[Dataset records]
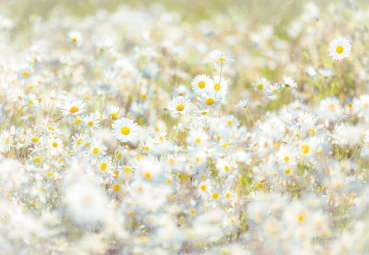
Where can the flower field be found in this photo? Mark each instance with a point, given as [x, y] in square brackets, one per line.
[135, 131]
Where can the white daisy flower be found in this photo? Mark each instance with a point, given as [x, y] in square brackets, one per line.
[222, 58]
[55, 146]
[179, 105]
[125, 130]
[75, 38]
[289, 82]
[201, 84]
[261, 84]
[340, 48]
[73, 107]
[210, 100]
[242, 104]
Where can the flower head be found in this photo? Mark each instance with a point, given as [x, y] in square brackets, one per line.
[179, 105]
[340, 48]
[222, 58]
[125, 130]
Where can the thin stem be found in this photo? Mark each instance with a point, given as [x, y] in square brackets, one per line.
[175, 131]
[220, 75]
[16, 115]
[252, 116]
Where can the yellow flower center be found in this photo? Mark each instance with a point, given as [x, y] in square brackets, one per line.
[226, 144]
[113, 116]
[301, 218]
[313, 131]
[103, 166]
[217, 86]
[339, 49]
[74, 109]
[209, 101]
[180, 107]
[305, 149]
[125, 130]
[201, 84]
[116, 187]
[79, 141]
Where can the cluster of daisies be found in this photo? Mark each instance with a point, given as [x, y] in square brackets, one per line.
[137, 137]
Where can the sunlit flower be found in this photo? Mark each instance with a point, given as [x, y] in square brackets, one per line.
[340, 48]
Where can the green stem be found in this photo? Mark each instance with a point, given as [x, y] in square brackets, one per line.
[175, 131]
[16, 115]
[220, 75]
[252, 116]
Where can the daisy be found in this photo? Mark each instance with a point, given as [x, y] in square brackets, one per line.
[75, 38]
[201, 84]
[179, 105]
[73, 107]
[222, 59]
[112, 112]
[125, 130]
[272, 92]
[261, 84]
[340, 48]
[210, 100]
[55, 146]
[289, 82]
[242, 104]
[219, 86]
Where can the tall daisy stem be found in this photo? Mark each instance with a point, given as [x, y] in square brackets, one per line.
[175, 131]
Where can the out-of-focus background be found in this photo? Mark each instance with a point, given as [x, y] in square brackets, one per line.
[275, 12]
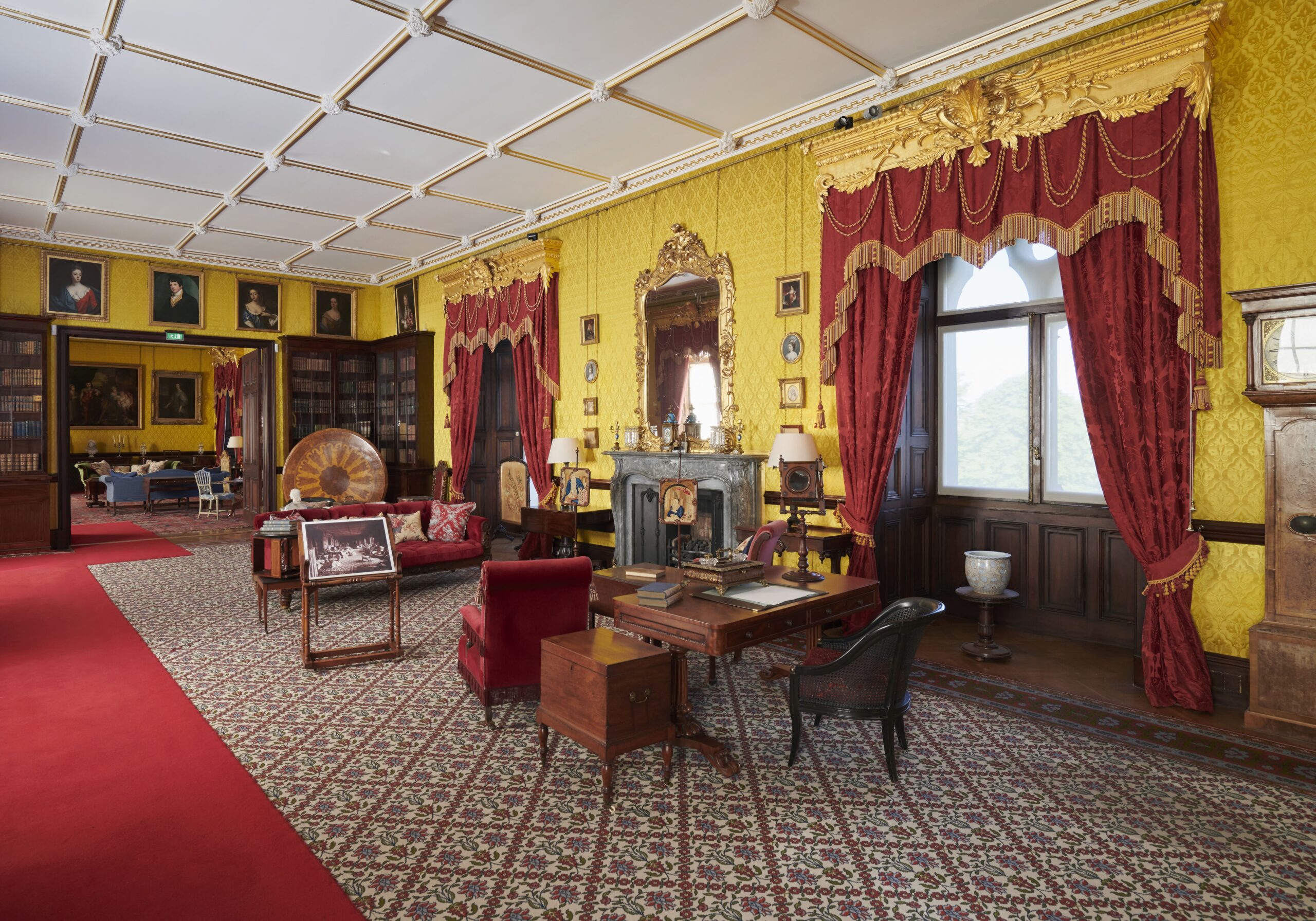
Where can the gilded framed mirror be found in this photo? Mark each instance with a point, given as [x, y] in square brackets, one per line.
[685, 342]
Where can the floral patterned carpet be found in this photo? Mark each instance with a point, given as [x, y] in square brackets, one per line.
[422, 812]
[168, 520]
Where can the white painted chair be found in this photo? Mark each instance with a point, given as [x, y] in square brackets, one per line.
[208, 500]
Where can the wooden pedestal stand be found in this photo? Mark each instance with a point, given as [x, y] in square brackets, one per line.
[985, 649]
[328, 658]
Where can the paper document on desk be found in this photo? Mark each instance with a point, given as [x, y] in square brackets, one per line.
[769, 597]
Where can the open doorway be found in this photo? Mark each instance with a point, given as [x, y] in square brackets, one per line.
[147, 408]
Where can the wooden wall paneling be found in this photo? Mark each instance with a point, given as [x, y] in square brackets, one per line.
[1063, 569]
[955, 537]
[1119, 578]
[1011, 537]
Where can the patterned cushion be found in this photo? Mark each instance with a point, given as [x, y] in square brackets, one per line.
[448, 523]
[407, 528]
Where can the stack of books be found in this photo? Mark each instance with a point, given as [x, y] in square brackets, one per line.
[647, 571]
[660, 594]
[277, 527]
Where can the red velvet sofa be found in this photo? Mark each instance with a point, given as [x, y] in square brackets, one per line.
[523, 602]
[415, 555]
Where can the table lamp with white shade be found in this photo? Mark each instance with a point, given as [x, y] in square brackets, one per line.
[234, 444]
[800, 466]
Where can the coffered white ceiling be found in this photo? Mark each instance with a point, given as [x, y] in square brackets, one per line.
[211, 131]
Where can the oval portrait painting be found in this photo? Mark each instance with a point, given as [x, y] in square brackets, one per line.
[793, 348]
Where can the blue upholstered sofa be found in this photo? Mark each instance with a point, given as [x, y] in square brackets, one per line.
[132, 487]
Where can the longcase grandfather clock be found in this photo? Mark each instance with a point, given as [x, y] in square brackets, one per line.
[1282, 380]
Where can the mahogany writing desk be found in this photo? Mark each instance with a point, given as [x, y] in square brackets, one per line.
[701, 625]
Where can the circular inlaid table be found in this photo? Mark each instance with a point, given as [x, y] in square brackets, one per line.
[985, 649]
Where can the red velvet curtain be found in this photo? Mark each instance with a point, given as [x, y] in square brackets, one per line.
[228, 407]
[535, 409]
[1063, 189]
[872, 382]
[464, 402]
[1136, 386]
[527, 315]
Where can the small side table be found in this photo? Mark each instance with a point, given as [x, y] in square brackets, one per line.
[985, 649]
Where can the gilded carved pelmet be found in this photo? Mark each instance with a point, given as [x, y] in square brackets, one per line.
[485, 305]
[994, 166]
[1118, 78]
[487, 277]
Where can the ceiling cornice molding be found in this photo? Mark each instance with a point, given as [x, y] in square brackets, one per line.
[1115, 78]
[200, 258]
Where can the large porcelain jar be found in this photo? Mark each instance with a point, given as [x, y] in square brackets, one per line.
[988, 571]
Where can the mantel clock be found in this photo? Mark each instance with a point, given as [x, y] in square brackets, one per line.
[1282, 380]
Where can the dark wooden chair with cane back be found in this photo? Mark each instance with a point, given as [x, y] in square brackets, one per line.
[866, 675]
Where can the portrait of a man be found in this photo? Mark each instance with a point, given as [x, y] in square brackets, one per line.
[405, 302]
[177, 298]
[175, 398]
[336, 312]
[259, 305]
[791, 294]
[74, 287]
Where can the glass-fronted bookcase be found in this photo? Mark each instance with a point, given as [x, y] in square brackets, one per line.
[24, 481]
[383, 390]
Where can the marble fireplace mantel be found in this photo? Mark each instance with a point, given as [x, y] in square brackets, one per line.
[737, 477]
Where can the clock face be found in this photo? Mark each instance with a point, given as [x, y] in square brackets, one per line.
[1289, 350]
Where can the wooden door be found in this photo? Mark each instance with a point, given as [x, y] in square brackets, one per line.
[498, 432]
[257, 429]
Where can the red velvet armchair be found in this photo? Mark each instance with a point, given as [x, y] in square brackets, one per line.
[523, 602]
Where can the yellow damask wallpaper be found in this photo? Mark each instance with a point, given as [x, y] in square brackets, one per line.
[152, 358]
[1265, 130]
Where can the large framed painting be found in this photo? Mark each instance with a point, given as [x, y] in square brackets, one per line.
[74, 286]
[259, 305]
[104, 396]
[336, 312]
[178, 298]
[348, 548]
[678, 500]
[405, 304]
[177, 398]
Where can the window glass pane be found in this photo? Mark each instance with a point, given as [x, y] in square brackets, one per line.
[1019, 274]
[985, 409]
[703, 395]
[1069, 473]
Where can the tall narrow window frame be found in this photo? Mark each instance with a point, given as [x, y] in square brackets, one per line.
[1043, 316]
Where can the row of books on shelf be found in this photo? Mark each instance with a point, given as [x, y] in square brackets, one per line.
[28, 429]
[20, 463]
[20, 377]
[306, 386]
[20, 347]
[313, 406]
[23, 403]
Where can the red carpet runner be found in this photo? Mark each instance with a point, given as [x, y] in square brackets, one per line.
[119, 799]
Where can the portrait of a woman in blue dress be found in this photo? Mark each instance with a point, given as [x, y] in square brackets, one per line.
[74, 287]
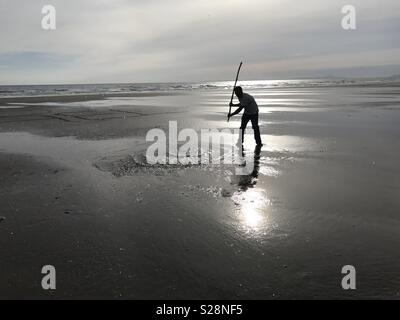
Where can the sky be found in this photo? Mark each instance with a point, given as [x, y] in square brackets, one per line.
[104, 41]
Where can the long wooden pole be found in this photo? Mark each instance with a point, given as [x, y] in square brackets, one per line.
[233, 90]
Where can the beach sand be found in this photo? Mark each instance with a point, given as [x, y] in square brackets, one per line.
[327, 195]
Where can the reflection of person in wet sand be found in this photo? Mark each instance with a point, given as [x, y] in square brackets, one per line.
[249, 104]
[250, 180]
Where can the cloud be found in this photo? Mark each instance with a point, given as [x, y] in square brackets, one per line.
[180, 40]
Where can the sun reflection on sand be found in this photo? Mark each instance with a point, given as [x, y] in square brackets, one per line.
[252, 206]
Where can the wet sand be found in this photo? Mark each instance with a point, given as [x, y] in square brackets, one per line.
[326, 194]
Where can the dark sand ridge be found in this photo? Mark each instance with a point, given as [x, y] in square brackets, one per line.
[327, 195]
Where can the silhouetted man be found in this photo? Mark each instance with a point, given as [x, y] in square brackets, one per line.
[249, 104]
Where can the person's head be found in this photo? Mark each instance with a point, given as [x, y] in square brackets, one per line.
[239, 92]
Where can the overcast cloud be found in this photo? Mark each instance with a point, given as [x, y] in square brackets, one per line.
[100, 41]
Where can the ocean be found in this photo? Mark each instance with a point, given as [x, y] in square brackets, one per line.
[87, 89]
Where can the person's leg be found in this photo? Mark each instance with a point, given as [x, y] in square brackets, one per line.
[245, 120]
[256, 129]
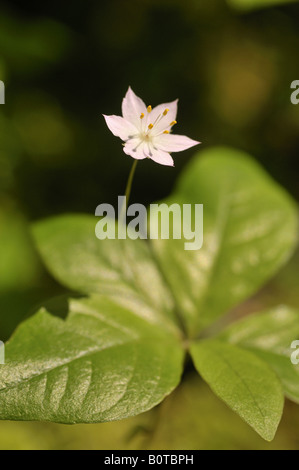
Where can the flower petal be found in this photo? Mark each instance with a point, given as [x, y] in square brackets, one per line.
[120, 127]
[135, 148]
[133, 107]
[174, 143]
[161, 157]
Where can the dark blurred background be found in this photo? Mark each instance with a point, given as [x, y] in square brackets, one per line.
[230, 63]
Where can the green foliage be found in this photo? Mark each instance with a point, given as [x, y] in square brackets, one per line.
[255, 4]
[250, 229]
[243, 381]
[270, 335]
[120, 350]
[103, 363]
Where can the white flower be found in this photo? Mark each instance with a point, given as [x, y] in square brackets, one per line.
[146, 131]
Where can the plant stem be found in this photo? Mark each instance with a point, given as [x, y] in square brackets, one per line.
[128, 191]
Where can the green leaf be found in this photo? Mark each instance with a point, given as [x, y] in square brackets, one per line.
[250, 231]
[243, 381]
[270, 335]
[103, 363]
[121, 269]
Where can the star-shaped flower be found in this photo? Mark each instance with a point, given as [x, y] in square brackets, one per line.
[146, 131]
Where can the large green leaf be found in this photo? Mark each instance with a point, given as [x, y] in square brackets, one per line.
[103, 363]
[250, 230]
[121, 269]
[270, 335]
[243, 381]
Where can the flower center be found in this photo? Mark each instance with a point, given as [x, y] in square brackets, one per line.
[146, 135]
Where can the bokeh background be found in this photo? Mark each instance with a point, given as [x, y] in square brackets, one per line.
[231, 64]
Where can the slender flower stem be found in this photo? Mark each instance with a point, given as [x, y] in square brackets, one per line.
[128, 191]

- **Short task**: Extract, exactly as they appear, the lines from the one containing "Where can the star-shaped" through the final line.

- **Complete output**:
Where can the star-shaped flower be found in this photo? Mark each instance with a point, given as [x, y] in square brackets, one per line.
[146, 131]
Where can the large green leaf be found in this photo? Mark each instance with a point, given as [x, y] in square brackets, one per line.
[103, 363]
[250, 230]
[121, 269]
[270, 335]
[243, 381]
Where can the flower center be found in this photo? Mark each instance with a point, given as [x, y] in square brackets, one per line.
[146, 135]
Where can the bokeh background be found in this photo? Mark each instance with a point, given as [x, y] in square brackets, one per line.
[231, 64]
Where can the slender flower stem be found in this photo? Mark each instance with a point, given as [x, y] in square brackets, one per line.
[128, 191]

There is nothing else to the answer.